## DOCUMENT EXCERPT

Start of Block

Q&A with Jose Alberto Erales Villamil

Jose Eramos Villamil with two students on a farm in Todos Santos.
Jose Erales Villamil (left) joins students in the field to collect samples from cattle for lab tests.

Name: Jose Alberto Erales Villamil

Title/role at CSU: DVM, MSc, PhD

When did you visit the CSU Todos Santos Center?

I have visited the Todos Santos Center three times now. My first visit was in November, 2016, to attend the first One Health for the Americas meeting. We had a two-day meeting where people from Canada, Mexico, the U.S., England, Brazil, Guatemala, and Chile participated, presenting their work, interests, and ongoing projects related to health under the One Health approach. My second visit was in May 2017, to participate in the “Día Del Ganadero” conference, where researchers from Mexico and the U.S. presented different strategies on nutrition, reproduction, health, and husbandry management to livestock farmers in order to help improve their farms. My third visit was in January 2018, and I participated as a mentor for the first DVM student group of the 2018 spring semester under the coordination of Dr. Danielle Straatmann.

What did you work on during your trips to Todos Santos?

End of Block

## INSTRUCTIONS TO FOLLOW
Answer these questions from the Q&A with Jose Alberto Erales Villamil:
(a) According to the photo caption, what animals are the students collecting samples from?
(b) What meeting did he attend on his first visit to the Todos Santos Center?
(c) Under whose coordination did he serve as a mentor in January 2018?
The records are not needed for this work.

## RECORDS PROVIDED
Start of Block

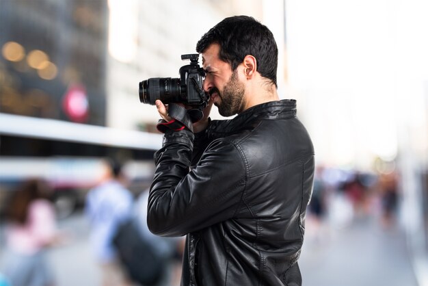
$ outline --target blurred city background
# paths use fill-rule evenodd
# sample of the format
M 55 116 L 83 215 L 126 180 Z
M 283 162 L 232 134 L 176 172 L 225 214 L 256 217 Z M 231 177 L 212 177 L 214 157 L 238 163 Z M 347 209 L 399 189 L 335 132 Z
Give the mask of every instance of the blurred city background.
M 304 285 L 428 285 L 424 0 L 0 0 L 0 273 L 3 211 L 38 178 L 68 233 L 48 252 L 57 285 L 101 285 L 88 190 L 114 158 L 137 200 L 161 144 L 138 83 L 178 77 L 180 55 L 237 14 L 273 32 L 280 96 L 315 147 Z

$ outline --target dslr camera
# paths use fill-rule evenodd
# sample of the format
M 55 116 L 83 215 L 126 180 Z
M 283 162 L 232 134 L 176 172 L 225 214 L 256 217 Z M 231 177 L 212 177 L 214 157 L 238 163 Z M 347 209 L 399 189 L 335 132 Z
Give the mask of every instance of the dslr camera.
M 183 103 L 202 109 L 208 105 L 209 95 L 202 89 L 205 77 L 204 69 L 199 66 L 199 55 L 182 55 L 181 60 L 190 60 L 190 64 L 180 68 L 180 78 L 153 77 L 139 83 L 139 101 L 155 105 L 160 99 L 163 104 Z

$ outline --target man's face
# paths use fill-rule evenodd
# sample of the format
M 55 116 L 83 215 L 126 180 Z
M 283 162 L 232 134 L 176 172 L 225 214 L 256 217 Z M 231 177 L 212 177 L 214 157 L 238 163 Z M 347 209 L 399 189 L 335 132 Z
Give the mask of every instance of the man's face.
M 202 53 L 202 65 L 206 72 L 204 90 L 223 116 L 240 113 L 243 107 L 244 84 L 239 81 L 238 69 L 235 72 L 228 63 L 219 59 L 220 47 L 213 44 Z

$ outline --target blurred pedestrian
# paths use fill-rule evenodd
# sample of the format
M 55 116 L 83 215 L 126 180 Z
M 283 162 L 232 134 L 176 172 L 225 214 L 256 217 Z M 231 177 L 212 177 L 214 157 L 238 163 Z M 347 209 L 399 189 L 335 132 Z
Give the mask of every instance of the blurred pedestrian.
M 133 196 L 124 186 L 122 164 L 107 159 L 99 184 L 90 190 L 85 213 L 90 222 L 90 240 L 101 265 L 103 286 L 132 285 L 112 243 L 118 226 L 132 212 Z
M 164 261 L 165 269 L 158 284 L 162 286 L 178 286 L 181 277 L 181 259 L 184 251 L 184 237 L 161 237 L 155 235 L 147 226 L 147 203 L 148 190 L 138 196 L 135 205 L 136 218 L 142 239 L 155 251 L 161 260 Z
M 398 183 L 395 171 L 379 176 L 382 223 L 385 228 L 393 226 L 395 223 L 399 202 Z
M 28 179 L 6 206 L 4 275 L 13 286 L 55 285 L 46 250 L 59 242 L 51 189 L 42 180 Z

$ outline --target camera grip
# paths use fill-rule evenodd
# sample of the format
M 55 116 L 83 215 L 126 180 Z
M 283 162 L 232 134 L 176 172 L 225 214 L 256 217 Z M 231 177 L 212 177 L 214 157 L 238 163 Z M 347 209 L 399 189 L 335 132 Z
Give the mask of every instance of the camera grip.
M 168 129 L 178 131 L 185 128 L 193 131 L 191 116 L 183 106 L 170 103 L 168 106 L 168 116 L 172 118 L 171 121 L 161 120 L 156 126 L 160 132 L 165 133 Z

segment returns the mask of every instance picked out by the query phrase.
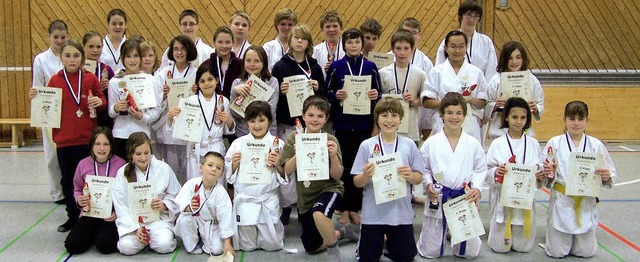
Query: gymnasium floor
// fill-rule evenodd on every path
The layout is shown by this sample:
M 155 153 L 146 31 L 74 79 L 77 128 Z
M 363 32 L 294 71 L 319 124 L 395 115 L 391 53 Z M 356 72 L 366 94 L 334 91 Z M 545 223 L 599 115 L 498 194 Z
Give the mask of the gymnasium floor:
M 618 169 L 616 186 L 604 190 L 599 206 L 601 225 L 597 231 L 598 254 L 592 261 L 638 261 L 640 256 L 640 177 L 637 175 L 640 162 L 640 144 L 610 143 L 613 160 Z M 206 261 L 206 255 L 190 255 L 181 246 L 172 254 L 159 255 L 145 250 L 127 257 L 120 254 L 102 255 L 94 248 L 81 255 L 69 256 L 63 247 L 66 233 L 58 233 L 56 228 L 65 221 L 64 207 L 54 204 L 48 196 L 47 178 L 43 174 L 43 153 L 41 146 L 27 146 L 19 150 L 0 149 L 0 210 L 4 210 L 0 226 L 0 261 Z M 635 166 L 635 167 L 634 167 Z M 636 192 L 636 193 L 633 193 Z M 486 199 L 486 190 L 483 191 Z M 544 225 L 548 195 L 536 192 L 536 216 L 538 241 L 544 242 Z M 415 207 L 414 223 L 416 240 L 422 227 L 422 207 Z M 488 231 L 488 209 L 486 201 L 480 205 L 480 212 Z M 295 213 L 295 212 L 294 212 Z M 334 217 L 335 218 L 335 217 Z M 299 224 L 292 216 L 292 222 L 285 227 L 285 247 L 297 248 L 298 254 L 282 252 L 237 252 L 235 261 L 326 261 L 326 252 L 317 255 L 304 253 L 299 241 Z M 482 237 L 482 252 L 476 261 L 545 261 L 548 258 L 541 248 L 529 253 L 496 254 L 486 246 L 486 235 Z M 356 243 L 340 242 L 343 261 L 355 261 Z M 457 260 L 451 251 L 445 253 L 444 260 Z M 383 257 L 383 261 L 389 261 Z M 416 261 L 426 261 L 416 257 Z M 582 260 L 576 257 L 565 261 Z

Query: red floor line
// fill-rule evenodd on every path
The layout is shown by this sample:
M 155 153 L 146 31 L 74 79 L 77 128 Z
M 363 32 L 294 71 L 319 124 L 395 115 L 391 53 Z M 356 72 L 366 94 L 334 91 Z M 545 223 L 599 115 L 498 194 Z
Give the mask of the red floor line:
M 546 188 L 542 188 L 542 192 L 547 193 L 547 195 L 551 194 L 549 189 L 546 189 Z M 626 239 L 625 237 L 621 236 L 617 232 L 613 231 L 611 228 L 605 226 L 604 224 L 602 224 L 600 222 L 598 222 L 598 227 L 600 227 L 602 230 L 604 230 L 604 232 L 607 232 L 609 235 L 613 236 L 614 238 L 620 240 L 620 242 L 622 242 L 625 245 L 629 246 L 630 248 L 634 249 L 635 251 L 640 252 L 640 247 L 638 245 L 634 244 L 633 242 L 629 241 L 628 239 Z

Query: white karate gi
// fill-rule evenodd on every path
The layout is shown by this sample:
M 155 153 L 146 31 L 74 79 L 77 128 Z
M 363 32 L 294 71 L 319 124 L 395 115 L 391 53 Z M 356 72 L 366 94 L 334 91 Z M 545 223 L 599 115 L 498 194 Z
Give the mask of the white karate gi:
M 462 93 L 463 87 L 470 87 L 474 84 L 478 86 L 471 92 L 471 96 L 477 99 L 487 100 L 486 84 L 482 71 L 465 61 L 460 67 L 458 74 L 456 74 L 447 59 L 446 63 L 435 66 L 433 70 L 429 72 L 421 98 L 442 100 L 448 92 Z M 467 116 L 462 124 L 464 132 L 475 137 L 480 143 L 482 143 L 480 123 L 483 110 L 484 108 L 475 108 L 471 103 L 468 103 Z M 442 122 L 440 114 L 434 114 L 433 119 L 434 125 L 431 134 L 436 134 L 442 131 L 444 123 Z
M 201 208 L 194 216 L 190 208 L 191 199 L 195 196 L 195 186 L 199 185 Z M 212 255 L 221 255 L 224 239 L 233 235 L 233 216 L 229 194 L 220 183 L 216 183 L 210 192 L 202 186 L 202 177 L 194 177 L 187 181 L 176 196 L 180 215 L 176 221 L 176 236 L 182 239 L 184 248 L 192 252 L 198 242 L 202 242 L 202 251 Z M 189 211 L 184 211 L 189 209 Z
M 580 144 L 573 144 L 568 134 L 553 137 L 542 149 L 543 159 L 547 157 L 547 148 L 551 147 L 558 162 L 557 177 L 553 183 L 566 185 L 569 175 L 571 152 L 591 152 L 603 155 L 602 168 L 611 171 L 611 179 L 603 183 L 603 187 L 611 188 L 617 177 L 616 167 L 605 145 L 595 137 L 582 135 Z M 564 257 L 569 254 L 580 257 L 591 257 L 596 254 L 596 228 L 598 227 L 598 211 L 595 197 L 582 197 L 580 213 L 576 217 L 576 202 L 553 188 L 549 200 L 549 217 L 547 225 L 546 251 L 551 257 Z
M 444 132 L 429 137 L 422 148 L 420 154 L 425 160 L 426 174 L 424 175 L 425 192 L 427 186 L 433 183 L 433 175 L 442 174 L 443 180 L 439 181 L 443 186 L 451 189 L 463 188 L 463 183 L 467 182 L 471 188 L 482 188 L 485 175 L 487 173 L 487 160 L 480 143 L 472 136 L 462 132 L 455 151 L 447 140 Z M 429 208 L 429 202 L 425 205 L 424 219 L 420 239 L 416 246 L 421 256 L 435 258 L 440 256 L 440 246 L 444 245 L 444 234 L 442 230 L 442 195 L 438 197 L 440 207 L 438 210 Z M 466 252 L 460 254 L 460 244 L 451 245 L 453 253 L 459 257 L 473 258 L 480 254 L 482 241 L 476 237 L 466 241 Z
M 130 165 L 131 163 L 127 164 Z M 146 244 L 140 243 L 136 231 L 140 228 L 138 218 L 129 211 L 128 182 L 124 176 L 124 165 L 118 170 L 113 185 L 113 206 L 116 210 L 116 226 L 118 227 L 118 250 L 125 255 L 134 255 L 140 252 Z M 149 247 L 158 253 L 170 253 L 176 248 L 173 236 L 175 214 L 178 213 L 178 204 L 175 197 L 180 191 L 180 184 L 171 167 L 166 163 L 151 157 L 149 172 L 142 172 L 137 167 L 137 181 L 152 181 L 155 184 L 157 197 L 167 206 L 168 210 L 160 211 L 160 220 L 145 222 L 144 226 L 149 231 Z M 147 179 L 148 174 L 148 179 Z
M 275 138 L 267 133 L 260 141 L 263 141 L 267 147 L 271 147 Z M 253 139 L 255 138 L 252 134 L 236 139 L 225 156 L 225 175 L 227 182 L 233 184 L 233 214 L 238 225 L 238 234 L 234 235 L 234 247 L 245 251 L 258 248 L 266 251 L 280 250 L 284 246 L 284 227 L 280 222 L 278 188 L 281 184 L 288 184 L 289 181 L 281 177 L 273 168 L 269 184 L 240 183 L 238 176 L 242 174 L 242 166 L 239 165 L 236 172 L 231 168 L 233 155 L 242 152 L 242 144 Z M 284 142 L 278 139 L 280 152 L 283 147 Z M 249 155 L 243 157 L 249 157 Z
M 33 84 L 32 86 L 46 86 L 53 75 L 62 70 L 62 61 L 51 49 L 47 49 L 33 59 Z M 62 173 L 58 165 L 56 143 L 53 142 L 51 128 L 42 128 L 42 146 L 44 148 L 44 160 L 49 178 L 49 196 L 53 201 L 64 199 L 62 194 Z
M 227 128 L 227 124 L 223 122 L 220 124 L 213 122 L 213 113 L 217 105 L 218 97 L 218 94 L 214 94 L 211 97 L 211 100 L 207 101 L 202 95 L 202 92 L 189 97 L 190 102 L 200 103 L 202 105 L 202 110 L 205 114 L 203 116 L 203 120 L 211 126 L 211 130 L 208 130 L 207 124 L 205 124 L 202 126 L 202 139 L 200 140 L 200 143 L 187 142 L 187 180 L 200 176 L 200 159 L 209 151 L 218 152 L 224 156 L 226 148 L 224 146 L 224 141 L 222 140 L 222 135 L 235 133 L 235 122 L 231 129 Z M 223 97 L 223 102 L 224 111 L 230 112 L 229 100 L 226 97 Z M 211 137 L 211 139 L 209 139 L 209 137 Z M 226 186 L 225 180 L 224 176 L 220 177 L 220 182 Z
M 198 57 L 196 60 L 191 61 L 191 65 L 198 68 L 202 62 L 206 61 L 213 54 L 214 49 L 210 45 L 207 45 L 205 42 L 200 39 L 200 37 L 196 38 L 195 41 L 196 50 L 198 51 Z M 165 68 L 167 66 L 175 64 L 173 61 L 169 60 L 169 48 L 164 50 L 162 53 L 162 60 L 160 61 L 160 68 Z M 195 75 L 195 73 L 194 73 Z M 175 78 L 178 78 L 176 75 Z
M 509 149 L 509 143 L 511 143 L 513 152 Z M 517 252 L 529 252 L 536 242 L 535 203 L 531 209 L 531 231 L 528 238 L 524 236 L 524 209 L 507 208 L 507 211 L 505 211 L 505 208 L 500 205 L 500 190 L 502 189 L 502 184 L 496 183 L 494 174 L 499 165 L 509 162 L 512 154 L 516 156 L 517 164 L 542 168 L 540 144 L 538 140 L 533 137 L 526 135 L 517 139 L 509 137 L 509 142 L 507 142 L 506 134 L 503 134 L 491 143 L 489 151 L 487 152 L 488 170 L 485 180 L 490 189 L 489 203 L 491 206 L 491 224 L 487 245 L 489 245 L 494 252 L 498 253 L 506 253 L 511 249 Z M 546 179 L 542 181 L 541 184 L 546 185 Z M 511 242 L 508 245 L 505 244 L 506 212 L 511 212 L 512 228 Z

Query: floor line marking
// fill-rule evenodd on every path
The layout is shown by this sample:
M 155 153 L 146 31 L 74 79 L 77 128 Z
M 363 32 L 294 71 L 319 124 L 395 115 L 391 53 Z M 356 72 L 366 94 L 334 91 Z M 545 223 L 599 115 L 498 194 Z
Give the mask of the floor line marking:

End of Block

## REPLY
(a) Cattle, for lab tests.
(b) The first One Health for the Americas meeting, in November 2016.
(c) Dr. Danielle Straatmann.